• [WHAT THIS TASK INVOLVES]:
Write the items below as a two-column CSV with the header "task" and "points", one row per item. Put the item's wording in one quoted field and its answer in the other, join line breaks with spaces, and leave out the pictures.

━━━

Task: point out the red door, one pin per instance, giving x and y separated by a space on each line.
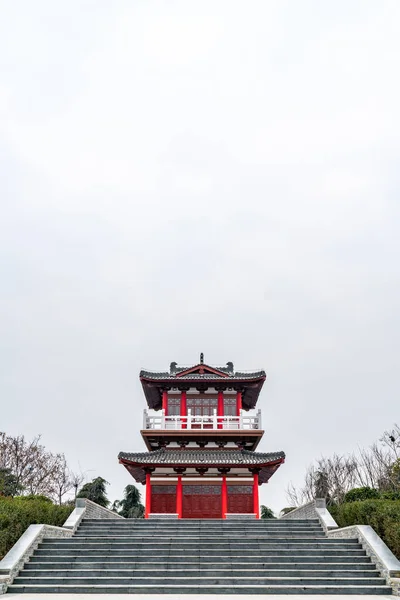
163 499
240 499
201 502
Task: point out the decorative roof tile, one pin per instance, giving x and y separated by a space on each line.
201 456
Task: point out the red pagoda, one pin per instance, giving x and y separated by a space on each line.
201 429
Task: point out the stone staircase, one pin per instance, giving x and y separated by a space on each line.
206 557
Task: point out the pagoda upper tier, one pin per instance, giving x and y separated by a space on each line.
202 377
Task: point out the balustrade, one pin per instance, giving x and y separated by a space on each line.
214 421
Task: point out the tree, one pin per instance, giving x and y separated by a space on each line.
267 513
95 491
333 477
36 471
8 483
130 507
64 480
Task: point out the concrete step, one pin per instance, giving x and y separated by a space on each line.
199 536
179 525
192 572
209 544
187 565
199 580
203 589
237 559
278 552
200 522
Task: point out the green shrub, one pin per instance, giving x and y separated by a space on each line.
382 515
16 514
364 493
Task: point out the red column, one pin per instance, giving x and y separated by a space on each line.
238 403
179 494
224 497
183 407
147 509
256 506
165 402
220 408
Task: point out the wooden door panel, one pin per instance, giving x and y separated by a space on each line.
201 502
163 499
240 499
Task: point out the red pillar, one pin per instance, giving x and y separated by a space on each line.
147 509
224 497
165 402
238 403
183 408
220 408
256 505
179 494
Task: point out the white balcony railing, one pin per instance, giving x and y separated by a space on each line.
160 421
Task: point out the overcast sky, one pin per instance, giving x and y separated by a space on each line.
180 177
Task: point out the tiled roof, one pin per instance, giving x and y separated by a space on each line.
238 376
201 456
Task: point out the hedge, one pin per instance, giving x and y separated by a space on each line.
382 515
16 514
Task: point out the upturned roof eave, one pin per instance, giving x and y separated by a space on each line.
152 387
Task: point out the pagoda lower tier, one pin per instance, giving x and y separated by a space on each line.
201 483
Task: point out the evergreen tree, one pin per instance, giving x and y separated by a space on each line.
131 507
95 491
266 513
9 484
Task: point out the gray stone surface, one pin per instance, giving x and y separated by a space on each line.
316 509
376 548
23 549
20 553
94 511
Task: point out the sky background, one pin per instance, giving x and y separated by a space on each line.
207 176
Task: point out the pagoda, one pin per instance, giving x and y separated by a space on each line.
201 430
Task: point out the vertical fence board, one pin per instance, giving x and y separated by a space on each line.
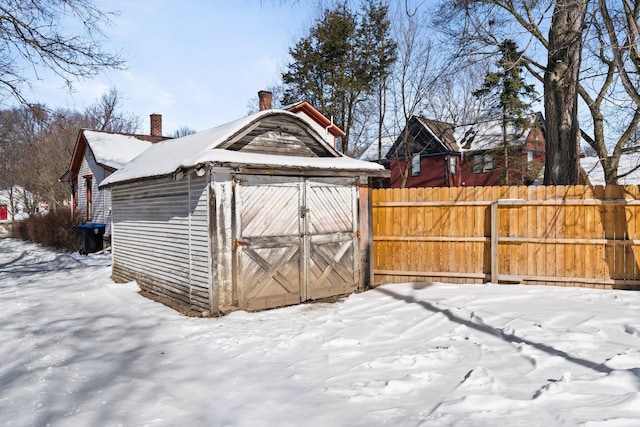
563 235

━━━

• [EXERCISE RESPONSE]:
task,points
"Task: point out the red door, one pin per instance, giving x and y separated by a space on each line.","163 499 240 499 201 502"
"Task: point out the decorative roof tile, one pin per instance, giving x and y separated by a space on each line.","201 456"
"Task: point out the red pagoda, one pin per instance, giving x and y separated by a space on each line.","201 429"
"Task: point out the stone staircase, one pin per instance, giving x and y separated by a space on each line.","206 557"
"Task: point out the pagoda upper tier, one pin per instance, giving x and y separated by a space on each line.","202 377"
"Task: point out the balustrade, one pin per instance, giving x and y separated by a space on each line.","214 421"
"Task: point out the tree, one pin per instance, giving x and y separated by a space on each line.","267 513 95 491 333 477 36 471 8 483 130 507 64 480"
"Task: point out the concrete step, one pin per instance, giving x and y separated by a space on each line.","199 536 179 525 192 572 209 544 187 565 199 580 203 589 237 559 278 552 200 522"
"Task: point out the green shrub, one pin per instance, giving x and y separated by a space on each line.","382 515 16 514 364 493"
"Task: point out the red column, one pin per instance, giving x and y separated by a space on each line.","238 403 179 494 224 497 183 407 147 509 256 506 165 402 220 408"
"Task: point out the wooden door panel, one pin per instance, giving x and y separated by a space on each line.","201 502 163 499 240 499"
"Task: point out the red pillar, one pin per instance, giving x and y separated by a space on each line.","147 509 224 497 165 402 238 403 183 408 220 408 256 505 179 494"
"Task: point out the white balcony railing, one pin per instance, giving x and y separated by a space on each line.","160 421"
"Task: point out the overcast sky, one pin per instance, giving x and y separated by a space on each line.","180 177"
"Task: point out the tiled roof, one pin per instance, giving x and y separated by a space on each line.","238 376 201 456"
"Task: point out the hedge, one pin per instance, giving x and y separated by a space on each line.","382 515 16 514"
"Task: point out the upturned roof eave, one pin per instance, giving x and y separated by a space on each line.","152 387"
"Task: point out the pagoda lower tier, one pin per instance, giving x and y separated by a space on each line.","201 483"
"Task: point out the evergreen tree, one pin per instance, giving x and y separated by a space on each line.","131 507 95 491 266 513 9 484"
"Task: point out the gray stone surface, one pin per instance, giving x and y separated by a space on each line.","316 509 376 548 23 549 20 553 94 511"
"Task: point out the sky background, one pin per instance, giving x and y separated by a space on each line.","207 176"
"Task: point out the pagoda, one pin per instance, giving x and y separated by a space on each line.","201 430"
"Task: point out the vertical fence board, one pin per instance, giving x and y separated by a space on each line.","563 235"